Vorgegebener Text
☆ ☆ ☆ ☆
Abgesehen vom Lern- und Prüfungsstress meisterten die Teilnehmer auch unterschiedlichste Probleme privater Natur. Neben den massiven Lerndefiziten und dem Nachholen von Unterrichtsstoff mussten die Pädagogen des Bildungshauses ganz individuell auf die Lebenslagen der Schüler eingehen. Schwierige und arbeitsreiche Wochen liegen beispielsweise hinter Sarah. In anderen Umständen ließ sie keinen anderen Gedanken aufkommen, als durchhalten. Nach der Geburt im Februar und ihrem Mutterschutz kniete sich die junge Mama wieder in ihre Schulaufgaben, denn für den Hauptschulabschluss musste sie viel nachholen. Offene Krisen im privaten Umfeld, gesetzlich Konflikte, Schulden, Wohnungslosigkeit, gesundheitliche Einschränkungen erschwerten im zurückliegenden Schuljahr die Bildungsarbeit immens.
Ohne die Ursachen offen zu legen und die eingefahrenen Wege im privatem Bereich aufzubrechen, ihnen Alternativen aufzuzeigen und Hilfen zu gewähren, wäre ein erneutes Scheitern die Folge gewesen.
Maria-anna Ziola würdigte während der feierlichen Zeugnisübergabe die Unterstützung durch das Bundesministerium für Arbeit und Soziales sowie die Förderung durch den Europäischen Sozialfond für Deutschland. Ohne deren finanzielle Unterstützung seien die individuellen Jugendprojekte des Ziola-bildungshauses, in deren Rahmen der Realschulabschluss erreicht werden kann, kaum möglich. Ohne dieses Engagement hätten viele junge Menschen kaum die Chance auf gesellschaftliche Teilhabe.
Die Bildungshaus-chefin würdigte neben der Zusammenarbeit mit der Eisenacher Goetheschule und der Regelschule Wutha-farnroda auch die Unterstützung der Jobcenter Eisenach und Wartburgkreis, ohne deren Ko-finanzierung die Ausbildung nicht möglich wären.
Mit dem erreichten Schulabschluss und der anstehenden Berufsausbildung öffneten sich für die Jugendlichen Türen, aber das Hindurchgehen und die Arbeit am weiteren persönlichen Erfolg ist nun Aufgabe der Absolventen. „Die jungen Menschen müssen jetzt selbst Verantwortung übernehmen und die richtigen Entscheidungen treffen“, so Maria-anna Ziola.
☆ ☆ ☆ ☆
Einträge aus einem Satz von Punktannotationen
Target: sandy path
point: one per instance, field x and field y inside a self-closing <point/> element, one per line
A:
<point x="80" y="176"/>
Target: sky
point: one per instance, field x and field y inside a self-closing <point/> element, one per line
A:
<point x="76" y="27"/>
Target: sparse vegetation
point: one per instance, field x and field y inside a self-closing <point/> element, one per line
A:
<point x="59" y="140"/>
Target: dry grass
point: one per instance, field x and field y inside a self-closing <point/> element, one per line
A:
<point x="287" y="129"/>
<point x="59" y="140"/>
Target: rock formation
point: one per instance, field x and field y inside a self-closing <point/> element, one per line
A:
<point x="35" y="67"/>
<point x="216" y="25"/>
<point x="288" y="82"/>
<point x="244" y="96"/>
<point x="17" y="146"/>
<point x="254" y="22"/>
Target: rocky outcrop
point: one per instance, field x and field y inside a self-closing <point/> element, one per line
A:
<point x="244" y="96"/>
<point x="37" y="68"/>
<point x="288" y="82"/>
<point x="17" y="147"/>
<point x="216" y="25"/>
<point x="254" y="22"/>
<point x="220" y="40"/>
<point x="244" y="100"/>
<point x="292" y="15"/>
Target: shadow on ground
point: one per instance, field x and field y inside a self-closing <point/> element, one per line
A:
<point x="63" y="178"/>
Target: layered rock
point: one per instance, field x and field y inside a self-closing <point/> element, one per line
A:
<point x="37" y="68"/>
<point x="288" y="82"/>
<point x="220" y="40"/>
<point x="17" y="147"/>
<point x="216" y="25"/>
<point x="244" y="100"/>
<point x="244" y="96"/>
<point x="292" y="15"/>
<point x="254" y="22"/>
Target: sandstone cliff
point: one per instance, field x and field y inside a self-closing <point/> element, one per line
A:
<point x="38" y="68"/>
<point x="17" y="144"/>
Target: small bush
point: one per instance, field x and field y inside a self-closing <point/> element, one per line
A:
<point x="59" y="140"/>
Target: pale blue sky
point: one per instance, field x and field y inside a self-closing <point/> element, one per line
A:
☆ ☆ ☆ ☆
Aufgaben
- A) Übersetze den folgenden Satz aus dem Text über die Zeugnisübergabe ins Englische: „Ohne dieses Engagement hätten viele junge Menschen kaum die Chance auf gesellschaftliche Teilhabe.“
- B) Schreibe aus dem Text über die Zeugnisübergabe alles von „Die Bildungshaus-chefin würdigte“ bis hinunter zu „nicht möglich wären.“ noch einmal ab und ersetze dabei „Bildungshaus-chefin“ durch „Leiterin des Bildungshauses“.

Lösungen
- A) Without this commitment, many young people would hardly have the chance to participate in society.

- B)
Die Leiterin des Bildungshauses würdigte neben der Zusammenarbeit mit der Eisenacher Goetheschule und der Regelschule Wutha-farnroda auch die Unterstützung der Jobcenter Eisenach und Wartburgkreis, ohne deren Ko-finanzierung die Ausbildung nicht möglich wären.